**Dataset excerpts**
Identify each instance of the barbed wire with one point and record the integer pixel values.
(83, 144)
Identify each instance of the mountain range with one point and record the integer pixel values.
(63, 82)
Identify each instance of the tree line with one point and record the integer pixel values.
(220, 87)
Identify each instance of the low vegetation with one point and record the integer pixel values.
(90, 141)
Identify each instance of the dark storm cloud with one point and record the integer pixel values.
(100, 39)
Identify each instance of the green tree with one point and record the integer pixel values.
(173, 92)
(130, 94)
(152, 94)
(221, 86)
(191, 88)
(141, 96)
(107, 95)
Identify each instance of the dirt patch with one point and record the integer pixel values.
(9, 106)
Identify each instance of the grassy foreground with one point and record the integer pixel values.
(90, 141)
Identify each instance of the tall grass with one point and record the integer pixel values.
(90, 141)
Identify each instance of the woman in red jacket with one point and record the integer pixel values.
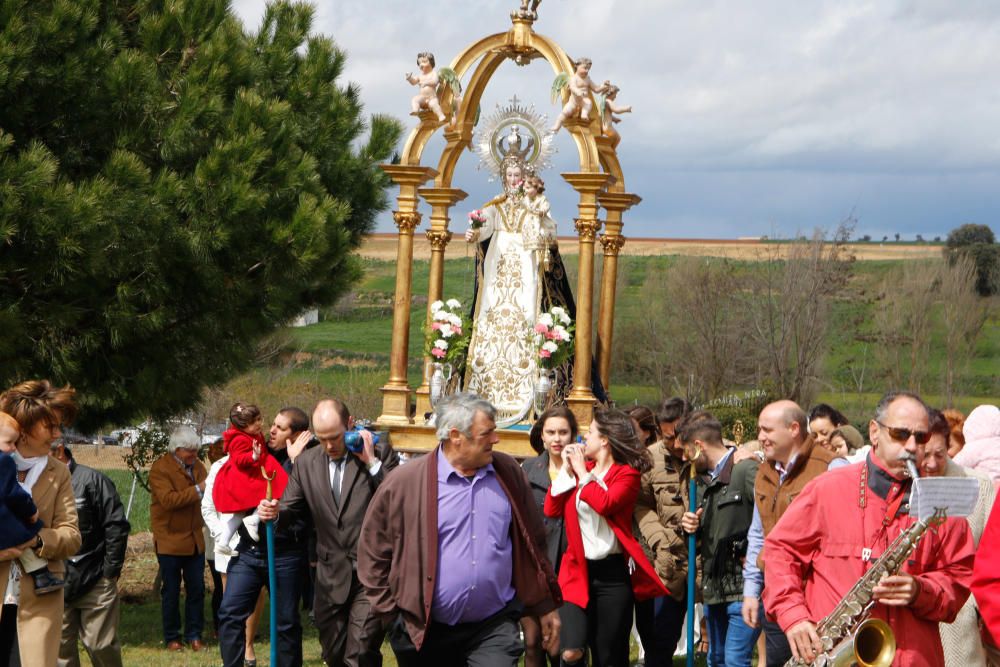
(604, 569)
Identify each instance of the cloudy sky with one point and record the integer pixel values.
(765, 117)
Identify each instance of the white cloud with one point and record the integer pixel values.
(774, 88)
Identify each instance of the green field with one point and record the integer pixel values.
(350, 345)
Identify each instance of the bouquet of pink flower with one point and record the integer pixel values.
(553, 338)
(447, 336)
(476, 219)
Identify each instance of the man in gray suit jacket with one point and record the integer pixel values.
(335, 486)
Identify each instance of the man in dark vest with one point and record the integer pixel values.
(791, 460)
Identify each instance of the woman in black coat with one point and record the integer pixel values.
(555, 429)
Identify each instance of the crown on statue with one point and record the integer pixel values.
(514, 134)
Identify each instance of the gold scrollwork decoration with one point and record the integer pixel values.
(612, 243)
(439, 238)
(587, 228)
(407, 221)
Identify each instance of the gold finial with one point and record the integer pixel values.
(739, 431)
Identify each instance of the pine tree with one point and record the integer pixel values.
(172, 189)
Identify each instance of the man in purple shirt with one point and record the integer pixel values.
(452, 551)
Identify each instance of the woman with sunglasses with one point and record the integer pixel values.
(604, 569)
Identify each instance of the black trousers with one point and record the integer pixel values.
(492, 642)
(10, 655)
(778, 650)
(605, 625)
(660, 622)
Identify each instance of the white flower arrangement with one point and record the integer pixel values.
(553, 341)
(447, 336)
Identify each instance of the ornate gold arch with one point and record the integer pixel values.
(599, 183)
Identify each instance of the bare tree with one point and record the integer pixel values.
(689, 336)
(787, 307)
(963, 315)
(903, 319)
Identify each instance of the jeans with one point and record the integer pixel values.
(192, 570)
(247, 575)
(659, 622)
(492, 642)
(730, 640)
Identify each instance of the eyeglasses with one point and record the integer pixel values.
(904, 434)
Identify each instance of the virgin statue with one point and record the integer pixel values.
(519, 274)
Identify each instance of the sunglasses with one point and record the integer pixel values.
(903, 434)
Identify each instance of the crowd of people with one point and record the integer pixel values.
(464, 556)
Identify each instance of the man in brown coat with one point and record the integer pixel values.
(658, 512)
(792, 459)
(176, 484)
(452, 550)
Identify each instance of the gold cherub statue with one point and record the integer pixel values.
(580, 89)
(430, 83)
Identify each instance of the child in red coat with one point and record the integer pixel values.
(240, 484)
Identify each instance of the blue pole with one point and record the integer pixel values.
(272, 593)
(272, 575)
(692, 568)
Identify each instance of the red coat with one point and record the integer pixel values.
(814, 556)
(616, 505)
(239, 485)
(986, 576)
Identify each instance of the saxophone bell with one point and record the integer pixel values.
(873, 644)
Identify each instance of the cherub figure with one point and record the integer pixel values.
(580, 88)
(428, 81)
(530, 13)
(608, 118)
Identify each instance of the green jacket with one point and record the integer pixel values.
(728, 502)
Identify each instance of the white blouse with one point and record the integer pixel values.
(599, 539)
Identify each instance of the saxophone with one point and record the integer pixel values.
(848, 635)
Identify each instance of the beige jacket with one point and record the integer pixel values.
(658, 513)
(39, 619)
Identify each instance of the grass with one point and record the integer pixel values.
(142, 644)
(362, 334)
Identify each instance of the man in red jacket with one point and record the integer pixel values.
(986, 580)
(843, 521)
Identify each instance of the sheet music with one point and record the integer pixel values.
(956, 495)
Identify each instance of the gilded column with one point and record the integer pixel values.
(396, 392)
(441, 200)
(612, 244)
(581, 396)
(615, 204)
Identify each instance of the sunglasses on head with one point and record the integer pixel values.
(903, 434)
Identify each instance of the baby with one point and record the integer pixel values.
(241, 485)
(538, 231)
(580, 88)
(428, 81)
(18, 514)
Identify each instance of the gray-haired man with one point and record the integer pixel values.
(452, 551)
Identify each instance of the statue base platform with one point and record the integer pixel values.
(414, 439)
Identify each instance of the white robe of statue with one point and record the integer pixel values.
(501, 360)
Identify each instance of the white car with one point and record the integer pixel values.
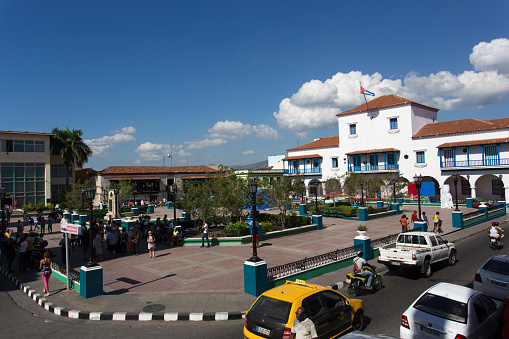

**Problem requirements**
Reproduce every line from the one containing "Identify each instance of the gold cherub" through the end of the records, requests included, and shift each point coordinate by adding 131 to both of its numbers. Leave the pictures out.

**Reply**
Identify each instance of the gold cherub statue with one point and record the integer pixel values.
(711, 220)
(561, 214)
Identify each instance of the child in red coat with one point and record the integer pixel values.
(371, 615)
Identify each instance of the blue pole with one point and record the integer pixel values.
(403, 724)
(403, 706)
(823, 699)
Identify each instance of the red coat with one point and record the integer pixel values.
(945, 687)
(747, 636)
(370, 616)
(1117, 707)
Identify each instance of the saxophone bell with one point and record the integer pixel values.
(1004, 775)
Identify each instance of the cherub figure with one point and record the integer pixel values.
(711, 219)
(559, 212)
(661, 144)
(739, 249)
Identify each instance of the green jacket with one point and record the integer pixel values.
(859, 633)
Identify each instance of the white blouse with one point and record the integer pixel values.
(730, 670)
Identify each instance of the saxophone with one point and record the integer pixel values.
(979, 766)
Identify each instance of the beige jacket with one point and record the integer pixel values.
(789, 644)
(170, 750)
Identify each instance of the grass with one point and record the integer pixel values.
(273, 775)
(493, 465)
Identify each instance of the man in red jacket with one point and record the integer pixel values.
(1117, 711)
(974, 652)
Identify each instance of the sheet music with one point and record the integer pixel values.
(1087, 626)
Identify each instance of the gilded column with one point and record the integer pixel values.
(527, 523)
(572, 331)
(743, 375)
(712, 527)
(746, 335)
Identify each instance of the sunglasses on head with one point and record the integer pixel values.
(1034, 565)
Identify each instance of the baby with one point and record the integer pixel values.
(372, 616)
(669, 362)
(711, 219)
(559, 212)
(149, 645)
Identify each instance of the gray-haired man with one point and record the integer pixel values.
(583, 682)
Identify each instance of the statue base platform with one point and record the integer pixel values.
(545, 570)
Identify each instance of the white robe of statue with one point and record the integer pixel values.
(632, 491)
Identify each instance of the white car with one point and record the integer pixel values.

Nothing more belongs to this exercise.